### Listed entries
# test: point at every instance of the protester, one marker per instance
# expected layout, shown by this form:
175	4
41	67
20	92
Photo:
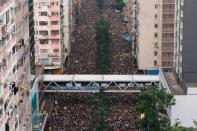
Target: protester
75	112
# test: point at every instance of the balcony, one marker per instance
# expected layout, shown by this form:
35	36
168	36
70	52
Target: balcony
168	30
168	1
170	80
168	11
5	3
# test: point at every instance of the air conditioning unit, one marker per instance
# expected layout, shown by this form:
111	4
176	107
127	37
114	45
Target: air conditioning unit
1	100
4	30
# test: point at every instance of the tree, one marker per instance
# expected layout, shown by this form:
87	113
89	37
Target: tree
178	127
153	104
102	42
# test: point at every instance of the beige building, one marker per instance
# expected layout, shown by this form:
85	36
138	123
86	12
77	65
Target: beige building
15	58
153	24
53	28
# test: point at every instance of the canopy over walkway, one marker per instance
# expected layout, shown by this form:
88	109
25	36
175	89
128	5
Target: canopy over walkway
92	83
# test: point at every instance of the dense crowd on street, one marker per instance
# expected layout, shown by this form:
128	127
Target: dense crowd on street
120	49
82	59
75	112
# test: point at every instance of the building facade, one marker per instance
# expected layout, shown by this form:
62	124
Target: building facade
53	25
153	28
15	56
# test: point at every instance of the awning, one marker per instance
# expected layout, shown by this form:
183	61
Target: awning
126	37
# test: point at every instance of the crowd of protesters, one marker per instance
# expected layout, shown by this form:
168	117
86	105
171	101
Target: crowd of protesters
82	59
75	112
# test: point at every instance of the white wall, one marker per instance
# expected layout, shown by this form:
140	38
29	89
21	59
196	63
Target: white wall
146	37
185	110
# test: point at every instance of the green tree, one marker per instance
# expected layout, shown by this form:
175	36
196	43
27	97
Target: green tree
153	104
102	42
178	127
100	4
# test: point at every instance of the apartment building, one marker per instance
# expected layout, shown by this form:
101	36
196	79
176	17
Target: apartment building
15	56
153	28
53	26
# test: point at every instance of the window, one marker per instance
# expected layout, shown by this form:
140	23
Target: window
155	63
54	13
54	32
54	22
55	59
156	16
43	13
156	44
155	53
156	25
155	35
44	32
43	23
43	41
44	61
43	50
56	50
55	41
156	6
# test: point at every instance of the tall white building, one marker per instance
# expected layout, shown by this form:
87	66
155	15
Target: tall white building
15	57
154	33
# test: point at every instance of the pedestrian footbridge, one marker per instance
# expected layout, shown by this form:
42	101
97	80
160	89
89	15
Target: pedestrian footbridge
92	83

### What you will do
Rewrite the entire listing above, replacing each occurrence of "one marker per instance" with "a single marker for each instance" and leaving everything else unchanged. Omit the pictures from your version.

### Response
# test: point at every instance of the protester, a single marker for each instance
# expected layout, shown by this form:
175	4
41	67
20	92
Photo:
Target: protester
75	112
# test: point at every instance of the balcony, a single marker for each instance
# expected layout, shown by this form:
35	36
168	36
70	52
Target: balcony
168	30
168	1
170	80
168	11
5	3
# test: point at every instance of the air conditioning unit, a single marker for each instance
# expected layout, shown by this form:
111	4
176	107
127	37
114	45
Target: air conditioning unit
1	100
4	30
# test: point at every instance of the tree, a single marker for each instance
# expected layout, shown by this form:
87	113
89	37
Target: tree
178	127
153	104
102	42
# test: point at every instance of the beige building, a single marker for each instance
# expected layout, shown by this form:
85	36
138	123
86	12
77	65
Target: beige building
15	58
153	24
53	28
# test: point at every instance of the canopy over walkway, a single marker for each instance
# expected layout, shown by this form:
88	109
25	36
175	89
128	5
Target: canopy over walkway
92	83
# test: point at every instance of the dense crowd on street, a single marker for each instance
# expected layout, shown by this form:
128	127
Target: dense crowd on street
120	49
82	59
75	112
# test: point at every instance of the building facade, a single marker for each instance
# expected layout, shown by this form:
62	124
Target: building facade
53	25
153	28
15	56
# test: point at every instance of the awning, a single marker for each instance
# expected layout, shown by this form:
183	61
Target: awning
126	37
# test: point at every instance of the crowd of protesters, a single marker for each instance
# expected layout, shown by this form:
168	117
86	105
171	101
Target: crowd of protesters
82	59
75	112
# test: point at every instance of the white wall, a single marker for each instance
# expected layout, shown by this form:
140	38
29	89
21	59
196	63
Target: white wall
146	37
185	110
# test: point at every instance of the green tree, a single marker for each instance
# expected layout, shown by this form:
175	36
196	43
27	97
Target: green tree
153	104
102	42
178	127
100	4
# test: point at every instance of the apartment building, a single marker for each instance
# expected layout, shown by this form:
101	36
196	79
176	17
Target: apartment building
15	56
153	28
53	26
# test: point at every instance of the window, a single marker for each instance
# expected layout, shown by this form:
140	23
Target: window
155	63
54	13
54	32
54	22
55	59
156	16
43	13
156	44
155	53
156	25
155	35
44	32
43	23
43	41
44	61
43	50
56	50
55	41
156	6
# test: point at every instance of the tall white building, a single marker for each instance
# expected layout, shown by this form:
87	66
155	15
Target: tall white building
15	57
154	33
# test: point at every instance of the pedestrian footbridge, a single marker for each instance
# expected layout, shown by this form:
42	101
97	80
160	89
89	15
Target: pedestrian footbridge
92	83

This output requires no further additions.